APPLY WHAT YOU READ:
1. In the account of being a father in prison, rewrite the passage from "Having contact with" up to and including "the outside makes.", replacing "relationships" with "connections".
2. Extend the account of being a father in prison past its final sentence.

Bill took part in our Personal Wellbeing service which supports people under the supervision of probation to enhance their wellbeing, for example through increasing social inclusion and supporting relationships with family and significant others. This Father’s Day, Bill talks about his experience as a dad in prison and the importance of contact with family and friends.
I have two sons and my youngest was 13 when I went into prison.
When I went inside, Covid restrictions were still in place, so I had to do a ten-day stretch in isolation. No contact, on your own, no calls to family for the initial days. That initial period was so hard in ways you can’t imagine, but the impact it had on my family was devastating.
I lost my wife and my children lost their mum two years before when my youngest was 11. My youngest really struggled with me going inside, especially as he had suffered so much loss. I was really lucky, my older son was able to step in and take care of my youngest and keep that contact and security in his life. Not everyone who has a child when they go in to prison has that.
Once I was out of Covid isolation and my phone numbers had been cleared, I could talk to my sons again which was really important to me. Being a parent in prison was really hard. You almost feel like your roles are reversed, and just not being there is the hardest part. I could talk to my sons, but I only got information they wanted to share. So my youngest was having such a hard time, but it was harder to pick up on things because I wasn’t around to witness his behaviour. It makes things difficult.
Having contact with family or friends is the most important thing in prison. You need those positive relationships. It’s really important for children to know their dad is ok and that they are loved. And it’s the only thing that stops you from going mad inside. But it’s not made easy. I was lucky, I worked in prison and had people sending me money so I could afford the calls. But not everyone in prison can. I’ve seen the effect not having family or support from the outside makes.

COLLECTED DATA:
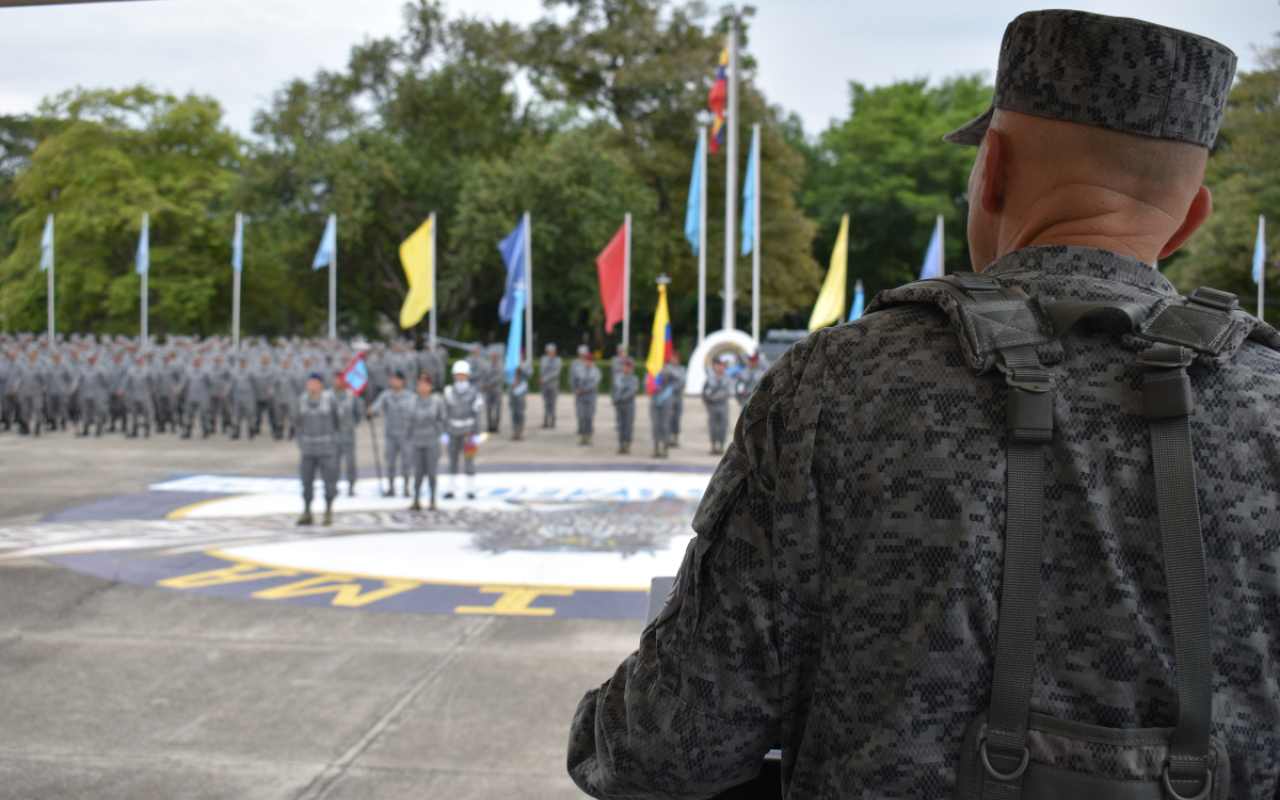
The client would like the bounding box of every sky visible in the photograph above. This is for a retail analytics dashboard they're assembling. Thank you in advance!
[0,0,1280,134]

SOLVED PROBLEMS:
1.
Having contact with family or friends is the most important thing in prison. You need those positive connections. It’s really important for children to know their dad is ok and that they are loved. And it’s the only thing that stops you from going mad inside. But it’s not made easy. I was lucky, I worked in prison and had people sending me money so I could afford the calls. But not everyone in prison can. I’ve seen the effect not having family or support from the outside makes.

2.
I’ve seen men around me so desperate to escape their thoughts, with no one to talk to who has any type of normality. Nobody to ground them. It’s no wonder people turn to drugs just to get some respite. Then they end up in a worse position than when they came into prison.
There is no way to explain the danger of where your mind can take you. In the masculine environment of prison as well, men don’t want to show how they are feeling, or show weakness. That’s really hard. It’s why you need those people you trust on the outside to talk to, you need to stay connected to the outside world.
There are things which could help make maintaining those relationships easier. We need to make it easier to visit prisons, give longer visiting times, more family days. Prison is terrifying, we need to create spaces where families feel safe to visit. Phone calls to family should be cheaper as so many people can’t afford them. These relationships are key to helping people rehabilitate themselves, which is what prison is supposed to be about.